=== WRITTEN REQUEST ===
Copy out verbatim every line of the entries below, from the first line through the line containing "x=128 y=122", including both ends.
········
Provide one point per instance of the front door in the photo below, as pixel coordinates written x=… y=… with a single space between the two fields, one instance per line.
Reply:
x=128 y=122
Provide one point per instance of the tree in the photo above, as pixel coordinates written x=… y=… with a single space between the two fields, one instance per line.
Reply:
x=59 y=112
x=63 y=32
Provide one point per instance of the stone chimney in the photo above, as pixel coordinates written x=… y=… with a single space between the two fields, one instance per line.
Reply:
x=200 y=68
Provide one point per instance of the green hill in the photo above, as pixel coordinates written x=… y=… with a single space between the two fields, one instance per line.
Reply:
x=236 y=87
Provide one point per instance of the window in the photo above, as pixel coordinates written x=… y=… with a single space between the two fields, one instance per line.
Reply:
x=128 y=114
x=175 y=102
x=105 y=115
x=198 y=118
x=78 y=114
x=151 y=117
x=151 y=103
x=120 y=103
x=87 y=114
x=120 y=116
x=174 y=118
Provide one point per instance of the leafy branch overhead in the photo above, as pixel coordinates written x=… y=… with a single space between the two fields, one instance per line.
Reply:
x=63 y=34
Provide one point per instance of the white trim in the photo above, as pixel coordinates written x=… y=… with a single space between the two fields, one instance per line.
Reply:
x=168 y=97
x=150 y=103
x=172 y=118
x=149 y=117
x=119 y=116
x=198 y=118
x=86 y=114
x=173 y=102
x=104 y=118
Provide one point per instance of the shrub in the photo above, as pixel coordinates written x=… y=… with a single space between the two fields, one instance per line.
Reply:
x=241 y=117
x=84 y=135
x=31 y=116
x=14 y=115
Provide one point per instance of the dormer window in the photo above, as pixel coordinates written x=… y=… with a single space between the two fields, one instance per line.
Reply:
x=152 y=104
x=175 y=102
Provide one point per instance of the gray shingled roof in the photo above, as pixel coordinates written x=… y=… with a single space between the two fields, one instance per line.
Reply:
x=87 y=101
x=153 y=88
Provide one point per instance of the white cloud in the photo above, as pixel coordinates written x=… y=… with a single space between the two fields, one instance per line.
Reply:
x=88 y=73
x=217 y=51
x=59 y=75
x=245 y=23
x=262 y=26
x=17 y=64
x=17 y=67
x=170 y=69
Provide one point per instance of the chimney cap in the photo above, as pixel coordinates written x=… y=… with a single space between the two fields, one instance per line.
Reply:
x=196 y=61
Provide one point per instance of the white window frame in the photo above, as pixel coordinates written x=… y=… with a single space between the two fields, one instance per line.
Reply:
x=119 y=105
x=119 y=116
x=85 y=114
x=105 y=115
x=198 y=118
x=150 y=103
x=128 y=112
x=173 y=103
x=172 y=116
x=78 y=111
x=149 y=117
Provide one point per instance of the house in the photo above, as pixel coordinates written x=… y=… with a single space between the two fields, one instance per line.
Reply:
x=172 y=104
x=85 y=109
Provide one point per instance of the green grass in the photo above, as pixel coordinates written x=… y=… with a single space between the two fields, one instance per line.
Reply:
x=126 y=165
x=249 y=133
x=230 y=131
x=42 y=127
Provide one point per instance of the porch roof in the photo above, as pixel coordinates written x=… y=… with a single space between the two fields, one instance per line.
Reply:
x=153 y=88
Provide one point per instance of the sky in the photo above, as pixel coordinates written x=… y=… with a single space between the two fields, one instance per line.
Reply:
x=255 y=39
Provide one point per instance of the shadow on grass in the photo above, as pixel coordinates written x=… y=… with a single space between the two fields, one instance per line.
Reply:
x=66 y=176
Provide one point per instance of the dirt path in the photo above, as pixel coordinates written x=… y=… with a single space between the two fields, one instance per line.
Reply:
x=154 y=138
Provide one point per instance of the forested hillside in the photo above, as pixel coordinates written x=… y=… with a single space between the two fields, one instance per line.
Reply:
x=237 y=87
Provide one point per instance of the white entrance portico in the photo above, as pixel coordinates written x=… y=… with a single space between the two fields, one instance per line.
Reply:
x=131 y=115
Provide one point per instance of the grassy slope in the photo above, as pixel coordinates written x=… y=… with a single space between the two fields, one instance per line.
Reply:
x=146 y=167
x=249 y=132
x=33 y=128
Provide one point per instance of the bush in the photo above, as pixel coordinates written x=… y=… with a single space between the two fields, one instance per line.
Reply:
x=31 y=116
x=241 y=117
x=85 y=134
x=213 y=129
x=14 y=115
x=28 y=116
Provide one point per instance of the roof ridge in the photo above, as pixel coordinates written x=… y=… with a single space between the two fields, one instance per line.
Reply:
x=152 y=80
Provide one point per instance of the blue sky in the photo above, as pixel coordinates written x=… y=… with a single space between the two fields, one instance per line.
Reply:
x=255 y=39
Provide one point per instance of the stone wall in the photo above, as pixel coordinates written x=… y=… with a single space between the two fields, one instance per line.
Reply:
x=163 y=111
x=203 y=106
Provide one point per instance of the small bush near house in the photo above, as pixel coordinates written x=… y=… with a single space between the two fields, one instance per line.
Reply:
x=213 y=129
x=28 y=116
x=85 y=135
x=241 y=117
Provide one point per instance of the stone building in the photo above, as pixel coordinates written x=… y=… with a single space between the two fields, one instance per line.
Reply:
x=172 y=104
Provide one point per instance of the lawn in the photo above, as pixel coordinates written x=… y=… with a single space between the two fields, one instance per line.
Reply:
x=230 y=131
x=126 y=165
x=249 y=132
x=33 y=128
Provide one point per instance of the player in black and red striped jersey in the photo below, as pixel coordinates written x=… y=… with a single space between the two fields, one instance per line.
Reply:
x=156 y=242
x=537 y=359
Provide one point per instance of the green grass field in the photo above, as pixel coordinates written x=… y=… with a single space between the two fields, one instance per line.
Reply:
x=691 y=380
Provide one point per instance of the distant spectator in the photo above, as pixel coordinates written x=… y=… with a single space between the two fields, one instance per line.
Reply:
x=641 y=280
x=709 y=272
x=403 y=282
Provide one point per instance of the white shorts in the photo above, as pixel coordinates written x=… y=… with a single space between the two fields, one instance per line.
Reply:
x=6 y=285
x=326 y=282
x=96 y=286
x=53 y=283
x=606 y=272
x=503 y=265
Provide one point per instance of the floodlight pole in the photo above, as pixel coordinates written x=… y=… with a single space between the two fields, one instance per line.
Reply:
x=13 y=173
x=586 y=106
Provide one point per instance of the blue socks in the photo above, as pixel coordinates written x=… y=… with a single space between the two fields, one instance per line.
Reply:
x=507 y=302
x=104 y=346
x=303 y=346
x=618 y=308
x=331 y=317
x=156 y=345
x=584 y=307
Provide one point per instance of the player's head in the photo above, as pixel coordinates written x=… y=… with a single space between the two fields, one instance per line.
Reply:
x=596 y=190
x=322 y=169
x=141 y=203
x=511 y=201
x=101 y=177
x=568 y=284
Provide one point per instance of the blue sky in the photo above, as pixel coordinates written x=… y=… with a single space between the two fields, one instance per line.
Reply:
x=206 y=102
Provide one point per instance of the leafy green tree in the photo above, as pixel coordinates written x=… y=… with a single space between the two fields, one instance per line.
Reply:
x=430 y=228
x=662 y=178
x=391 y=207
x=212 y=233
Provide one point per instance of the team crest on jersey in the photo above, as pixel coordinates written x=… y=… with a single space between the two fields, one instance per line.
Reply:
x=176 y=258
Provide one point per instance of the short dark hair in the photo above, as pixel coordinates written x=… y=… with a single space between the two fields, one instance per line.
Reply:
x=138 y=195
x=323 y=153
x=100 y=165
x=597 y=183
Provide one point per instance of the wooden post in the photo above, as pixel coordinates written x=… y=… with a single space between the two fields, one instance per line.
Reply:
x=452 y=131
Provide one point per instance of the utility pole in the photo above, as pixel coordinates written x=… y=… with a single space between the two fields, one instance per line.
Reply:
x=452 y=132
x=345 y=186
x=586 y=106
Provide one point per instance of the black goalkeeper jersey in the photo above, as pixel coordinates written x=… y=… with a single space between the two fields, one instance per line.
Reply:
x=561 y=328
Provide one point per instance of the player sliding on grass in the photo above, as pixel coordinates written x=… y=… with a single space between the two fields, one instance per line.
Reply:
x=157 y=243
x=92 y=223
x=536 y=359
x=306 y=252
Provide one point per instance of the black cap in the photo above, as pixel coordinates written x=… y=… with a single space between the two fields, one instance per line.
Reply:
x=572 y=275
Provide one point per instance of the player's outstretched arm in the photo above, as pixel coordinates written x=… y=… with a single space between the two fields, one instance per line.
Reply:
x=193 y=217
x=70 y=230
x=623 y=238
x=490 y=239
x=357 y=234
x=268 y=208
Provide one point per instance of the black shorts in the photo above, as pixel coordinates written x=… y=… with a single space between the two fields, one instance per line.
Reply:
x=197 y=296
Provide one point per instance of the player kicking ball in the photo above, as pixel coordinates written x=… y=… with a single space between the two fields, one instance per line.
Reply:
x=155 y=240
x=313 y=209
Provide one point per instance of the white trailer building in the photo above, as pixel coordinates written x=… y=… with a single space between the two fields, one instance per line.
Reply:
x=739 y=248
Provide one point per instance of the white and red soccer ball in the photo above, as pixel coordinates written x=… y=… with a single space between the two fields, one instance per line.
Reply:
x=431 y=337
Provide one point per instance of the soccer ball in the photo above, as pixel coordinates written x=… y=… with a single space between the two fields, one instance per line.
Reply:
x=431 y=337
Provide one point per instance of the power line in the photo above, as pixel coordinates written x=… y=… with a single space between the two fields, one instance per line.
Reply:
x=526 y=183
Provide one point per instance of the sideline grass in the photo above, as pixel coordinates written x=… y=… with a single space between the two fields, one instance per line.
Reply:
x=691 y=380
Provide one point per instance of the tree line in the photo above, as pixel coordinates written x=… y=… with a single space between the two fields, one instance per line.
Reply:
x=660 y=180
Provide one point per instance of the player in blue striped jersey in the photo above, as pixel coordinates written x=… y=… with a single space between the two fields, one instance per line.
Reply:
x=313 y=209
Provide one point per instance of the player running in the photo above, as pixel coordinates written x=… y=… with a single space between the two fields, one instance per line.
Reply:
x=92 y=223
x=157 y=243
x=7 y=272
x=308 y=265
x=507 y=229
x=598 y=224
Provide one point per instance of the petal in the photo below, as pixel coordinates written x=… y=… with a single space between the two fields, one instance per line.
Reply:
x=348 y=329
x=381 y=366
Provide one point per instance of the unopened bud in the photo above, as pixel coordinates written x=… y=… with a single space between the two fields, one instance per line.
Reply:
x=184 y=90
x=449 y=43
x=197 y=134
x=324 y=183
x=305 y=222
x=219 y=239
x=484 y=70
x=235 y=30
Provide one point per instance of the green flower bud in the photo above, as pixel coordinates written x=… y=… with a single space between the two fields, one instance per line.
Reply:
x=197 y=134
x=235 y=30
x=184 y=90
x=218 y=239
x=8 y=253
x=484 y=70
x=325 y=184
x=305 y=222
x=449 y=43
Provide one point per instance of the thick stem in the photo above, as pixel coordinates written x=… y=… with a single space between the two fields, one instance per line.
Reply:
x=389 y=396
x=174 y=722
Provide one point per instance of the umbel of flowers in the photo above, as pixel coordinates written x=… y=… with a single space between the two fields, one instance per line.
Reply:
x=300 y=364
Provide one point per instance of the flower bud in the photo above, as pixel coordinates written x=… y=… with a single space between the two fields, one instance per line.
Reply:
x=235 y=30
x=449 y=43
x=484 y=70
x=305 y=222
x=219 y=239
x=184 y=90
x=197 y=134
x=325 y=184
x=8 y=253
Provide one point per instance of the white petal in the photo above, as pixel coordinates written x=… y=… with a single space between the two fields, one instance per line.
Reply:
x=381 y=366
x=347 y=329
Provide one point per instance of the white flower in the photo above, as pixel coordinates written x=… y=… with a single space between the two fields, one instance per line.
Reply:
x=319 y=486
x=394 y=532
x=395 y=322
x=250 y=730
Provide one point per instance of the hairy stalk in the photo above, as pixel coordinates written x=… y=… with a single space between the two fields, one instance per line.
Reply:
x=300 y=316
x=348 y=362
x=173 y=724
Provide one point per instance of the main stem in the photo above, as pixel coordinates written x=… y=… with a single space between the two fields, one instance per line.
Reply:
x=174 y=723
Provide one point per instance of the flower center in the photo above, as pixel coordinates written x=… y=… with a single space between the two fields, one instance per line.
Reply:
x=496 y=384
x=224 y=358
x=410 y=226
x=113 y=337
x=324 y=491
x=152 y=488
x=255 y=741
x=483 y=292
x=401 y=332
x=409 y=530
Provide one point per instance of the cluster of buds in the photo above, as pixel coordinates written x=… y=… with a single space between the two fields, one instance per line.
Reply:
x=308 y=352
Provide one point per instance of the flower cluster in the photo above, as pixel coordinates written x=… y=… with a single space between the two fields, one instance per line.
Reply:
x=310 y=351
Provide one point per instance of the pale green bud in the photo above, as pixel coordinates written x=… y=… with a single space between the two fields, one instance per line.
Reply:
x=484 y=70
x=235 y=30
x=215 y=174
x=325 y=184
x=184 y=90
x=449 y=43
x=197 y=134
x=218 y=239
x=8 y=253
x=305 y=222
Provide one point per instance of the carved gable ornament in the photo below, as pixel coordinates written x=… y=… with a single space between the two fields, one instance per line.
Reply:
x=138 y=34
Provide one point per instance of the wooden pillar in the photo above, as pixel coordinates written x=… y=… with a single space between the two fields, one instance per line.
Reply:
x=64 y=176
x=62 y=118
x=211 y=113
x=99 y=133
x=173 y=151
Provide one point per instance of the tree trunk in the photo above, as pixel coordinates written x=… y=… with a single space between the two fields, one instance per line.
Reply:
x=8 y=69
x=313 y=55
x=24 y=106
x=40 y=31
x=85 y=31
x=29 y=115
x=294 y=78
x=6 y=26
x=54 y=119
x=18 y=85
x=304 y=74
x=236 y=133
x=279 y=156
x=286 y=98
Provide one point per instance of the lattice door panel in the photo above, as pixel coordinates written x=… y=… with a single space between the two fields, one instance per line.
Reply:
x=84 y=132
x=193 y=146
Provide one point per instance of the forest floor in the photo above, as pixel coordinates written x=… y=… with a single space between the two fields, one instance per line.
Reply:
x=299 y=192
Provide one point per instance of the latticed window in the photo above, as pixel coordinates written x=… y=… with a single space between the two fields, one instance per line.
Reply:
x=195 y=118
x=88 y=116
········
=== THE ANSWER ===
Provide one point per instance of the front door in the photo below, as pixel coordinates written x=… y=… with a single space between the two fields, one instance per line.
Reply:
x=128 y=122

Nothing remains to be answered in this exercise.